(Data extracts begins)

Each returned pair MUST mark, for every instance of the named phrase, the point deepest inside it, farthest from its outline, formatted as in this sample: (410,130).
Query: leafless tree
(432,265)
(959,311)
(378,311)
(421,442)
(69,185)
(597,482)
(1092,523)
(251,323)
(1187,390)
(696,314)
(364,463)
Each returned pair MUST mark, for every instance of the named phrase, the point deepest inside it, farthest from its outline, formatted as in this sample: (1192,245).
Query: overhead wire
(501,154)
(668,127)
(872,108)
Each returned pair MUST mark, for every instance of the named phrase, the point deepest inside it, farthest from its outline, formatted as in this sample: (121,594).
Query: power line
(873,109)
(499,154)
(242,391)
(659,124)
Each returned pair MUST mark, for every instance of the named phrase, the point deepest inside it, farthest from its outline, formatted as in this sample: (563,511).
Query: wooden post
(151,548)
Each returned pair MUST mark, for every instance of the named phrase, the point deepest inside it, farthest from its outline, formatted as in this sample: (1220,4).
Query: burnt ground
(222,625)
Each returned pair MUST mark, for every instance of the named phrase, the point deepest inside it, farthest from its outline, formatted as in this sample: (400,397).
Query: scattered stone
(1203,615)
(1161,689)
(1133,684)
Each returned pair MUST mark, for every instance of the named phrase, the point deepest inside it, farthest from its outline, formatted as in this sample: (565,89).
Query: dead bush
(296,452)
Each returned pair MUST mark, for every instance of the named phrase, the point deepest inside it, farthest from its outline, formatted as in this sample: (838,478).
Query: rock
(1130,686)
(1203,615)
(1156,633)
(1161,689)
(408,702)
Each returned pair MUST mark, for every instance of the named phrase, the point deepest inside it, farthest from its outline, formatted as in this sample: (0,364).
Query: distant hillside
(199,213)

(Data extracts ends)

- _Work instructions_:
The full set of lines above should be retyped without a single change.

- _Reply_:
Each returned pair MUST mark, for every instance of the named phrase, the point deepest inside it, farthest from its outline, formatted as in this sample: (410,130).
Query: leafless tree
(432,265)
(959,311)
(378,311)
(421,442)
(69,185)
(597,482)
(1092,523)
(251,323)
(1187,390)
(696,314)
(364,463)
Each returned pair MUST mark, for every instance of the named phrase, the point deepest inside it, farthest from its outline, formatted as in this sample: (1192,245).
Query: overhead wire
(501,154)
(668,127)
(872,108)
Each returned pair MUST mark, for every instance of the named phrase, the point deepest inside it, farthest from its outline, formatted as in this sample: (121,594).
Query: power line
(873,109)
(499,154)
(242,391)
(659,124)
Each returned pair MUST mark, for every instance of the named phrase, the point deepest inside it, farthest from its outline, formatted as in this sample: (563,511).
Query: wooden post
(151,548)
Each returned pair MUST mark, for every instance of the named phrase, the point deepest inside it, farthest from its outline, formatted as in this sample: (1220,4).
Query: burnt ground
(222,625)
Each returned pair MUST mark, for every instance of the named phrase, the point deepest inside it, farthest from its outline, formatted as in this sample: (400,397).
Query: scattered stone
(1203,615)
(1161,689)
(1133,684)
Each returned pair MUST mark, for every instance of the named phrase, the point deepest inside it, farthest from its outline, formatted as in this sample: (565,89).
Query: dead bush
(296,452)
Each returned pair MUST mark, for every instance of the named phrase, the point deepest inside it, farthest from its outline, formatted as in this sample: (838,478).
Query: rock
(1130,686)
(1203,615)
(1156,633)
(1161,689)
(408,702)
Each returned pair MUST mark, for every instance of the named phrase, the point deepest inside it, farthest from its outline, formatted as in this sample: (0,364).
Query: distant hillside
(199,213)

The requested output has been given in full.